Please give back each line of the material unchanged, but without the images.
================================
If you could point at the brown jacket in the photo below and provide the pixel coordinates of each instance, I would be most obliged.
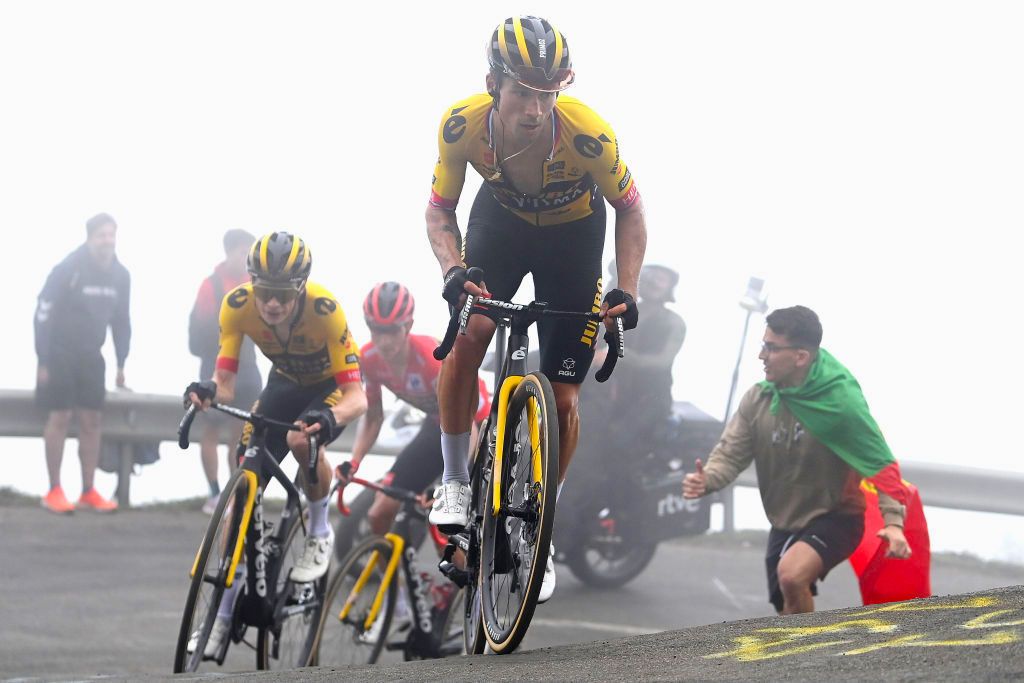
(799, 477)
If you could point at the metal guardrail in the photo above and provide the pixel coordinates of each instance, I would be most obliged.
(134, 418)
(129, 419)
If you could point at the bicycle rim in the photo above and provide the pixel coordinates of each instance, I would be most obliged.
(288, 643)
(207, 585)
(515, 546)
(342, 638)
(474, 641)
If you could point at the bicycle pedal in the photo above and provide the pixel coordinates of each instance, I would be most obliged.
(458, 577)
(302, 593)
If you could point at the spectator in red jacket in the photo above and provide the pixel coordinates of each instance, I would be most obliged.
(204, 328)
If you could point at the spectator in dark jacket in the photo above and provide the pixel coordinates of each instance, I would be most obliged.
(204, 332)
(85, 293)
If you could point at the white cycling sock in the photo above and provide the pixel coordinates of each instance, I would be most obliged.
================================
# [Answer box]
If you could point at the brown jacket in the photo below and provide the pixel coordinates of each instance, I would be most obliged.
(799, 477)
If you could point at the metal guardrail in the photo above and provide the pixel coordinates of each instance, I would be most obliged.
(134, 418)
(129, 419)
If you could point at the bicycle rim in the photo above and provide the pixel coordinates of each instance, I would be most obliged.
(288, 643)
(207, 585)
(515, 546)
(342, 638)
(474, 641)
If you could point at the bicycle pedal in the photo above and provide the pixel coordinates of each instance, I would be most obliged.
(458, 577)
(302, 593)
If you could point at the spectator in red jacket in the photo above and provide the pixel coordinates of each instance, I would be most obliged.
(204, 328)
If you could point at the spectator in dark jacket in the photo above and provide the pixel coordinates of each instance, I would be most obliged.
(204, 332)
(85, 293)
If you could point at the white cycling sock in the photo above and provide the pixel coordinates of each instance, I would be most obliged.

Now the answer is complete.